#### Directions:
Please put every one of the records below into a Markdown table with the columns "Row" and "Line," one numbered row per line, leaving out blank lines and the pictures.

## START Input data

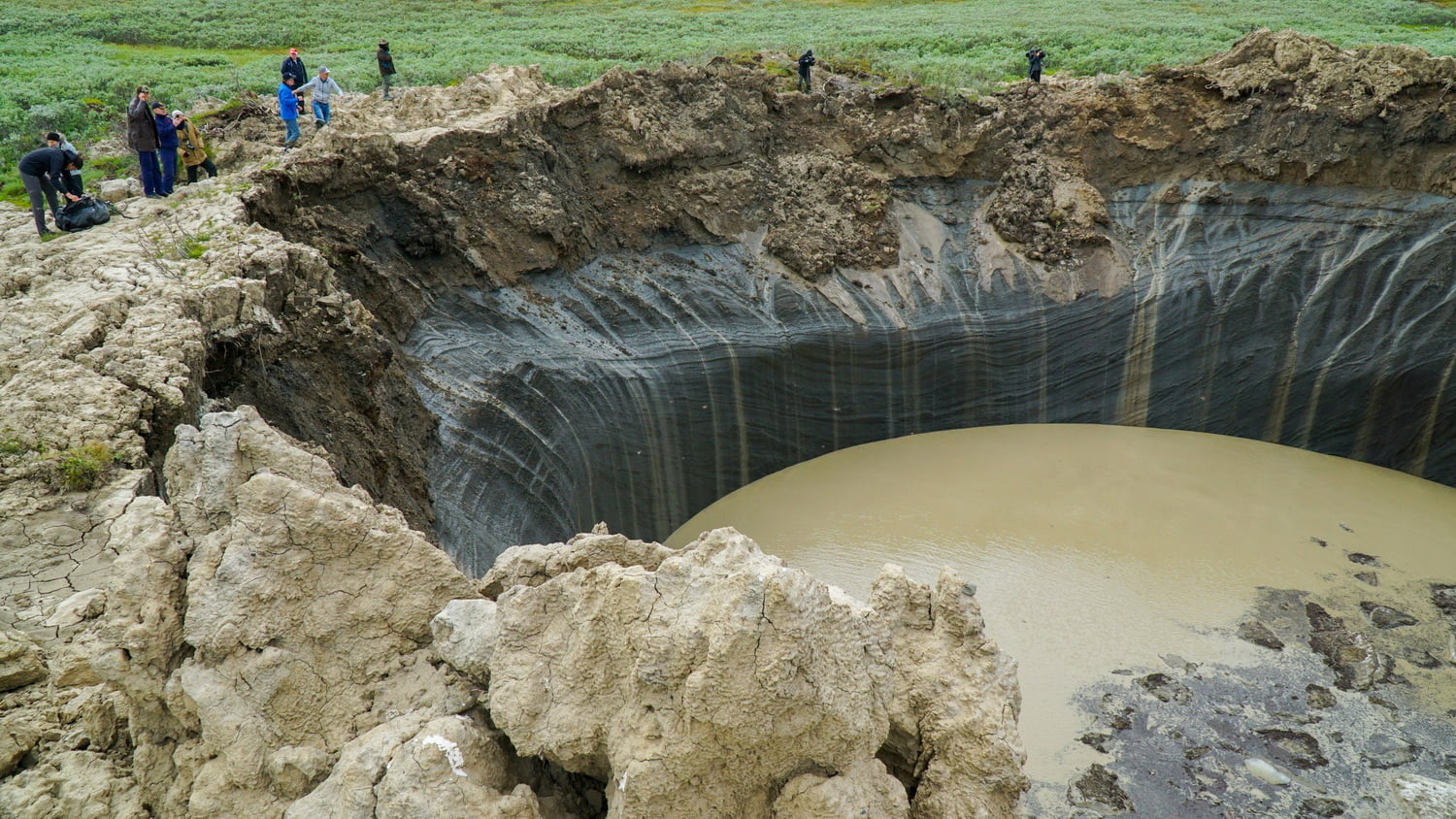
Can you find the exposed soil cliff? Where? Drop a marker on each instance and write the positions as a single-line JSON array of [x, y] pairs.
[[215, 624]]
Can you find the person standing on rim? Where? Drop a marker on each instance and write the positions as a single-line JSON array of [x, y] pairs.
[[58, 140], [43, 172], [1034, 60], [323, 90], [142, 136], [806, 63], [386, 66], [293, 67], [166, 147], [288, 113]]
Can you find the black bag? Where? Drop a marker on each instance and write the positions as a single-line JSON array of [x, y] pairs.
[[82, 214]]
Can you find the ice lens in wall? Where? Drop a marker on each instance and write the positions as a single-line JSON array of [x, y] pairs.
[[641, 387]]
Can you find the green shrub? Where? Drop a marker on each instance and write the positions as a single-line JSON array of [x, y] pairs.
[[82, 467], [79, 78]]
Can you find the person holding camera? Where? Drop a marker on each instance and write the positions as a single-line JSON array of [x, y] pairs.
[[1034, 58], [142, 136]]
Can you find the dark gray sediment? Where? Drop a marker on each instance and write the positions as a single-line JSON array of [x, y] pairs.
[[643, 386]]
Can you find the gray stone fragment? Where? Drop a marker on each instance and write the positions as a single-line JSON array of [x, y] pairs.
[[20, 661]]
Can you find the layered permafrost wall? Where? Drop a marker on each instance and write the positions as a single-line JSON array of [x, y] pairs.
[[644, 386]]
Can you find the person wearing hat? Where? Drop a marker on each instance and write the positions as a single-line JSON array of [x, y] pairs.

## END Input data

#### Full answer:
| Row | Line |
|---|---|
| 1 | Can you find the exposed soil cliff? Where? Drop a marker on each instance and write the positions as a single-line JSON array of [x, y] pairs. |
| 2 | [[215, 624]] |
| 3 | Can you find the person standing on rim? Where? Drop a marker on each instance and write the positions as a single-line JSON array of [x, y] pairs. |
| 4 | [[58, 140], [43, 172], [1034, 60], [323, 90], [142, 136], [806, 63], [386, 66], [293, 67], [166, 147], [288, 113]] |
| 5 | Can you find the black bag? Where? Drop a marker on each instance and write the positions as a single-line JSON array of [x, y] pairs. |
| 6 | [[82, 214]] |
| 7 | Can you find the ice lens in wall? Where? Drop a marker on each instance and write the positions as a single-line JSON array of [x, y] pairs. |
| 8 | [[641, 387]] |
| 9 | Can you find the green shrub? Where? Drop a marker on each instance and write the positions as a single-line JSON array of [x, y] pairs. |
| 10 | [[82, 467], [79, 78]] |
| 11 | Can you find the person holding camera? Where? Drop a marker on each instance and write the positions as a single-line JSON array of [x, y] pairs. |
| 12 | [[1034, 58], [142, 136]] |
| 13 | Can you find the dark gray sediment? Where? Drop a marker on each instance and write the positions as a single-line JSON array of [x, y] pairs. |
| 14 | [[643, 386]] |
| 15 | Can you find the gray stone fragment? Where? Drop a marker on each instance and write the positions as a single-line JSON array of [x, y] pairs. |
| 16 | [[20, 661]] |
| 17 | Can you find the layered permafrost wall? Where? Drop a marker on each instance and write the positions as a single-line JSON array of [x, y] pairs. |
| 18 | [[644, 386]] |
| 19 | Can you find the person wearing hat? Where? Drop a marker on each instance and write the positions as a single-line JSON array of [x, y] pairs. |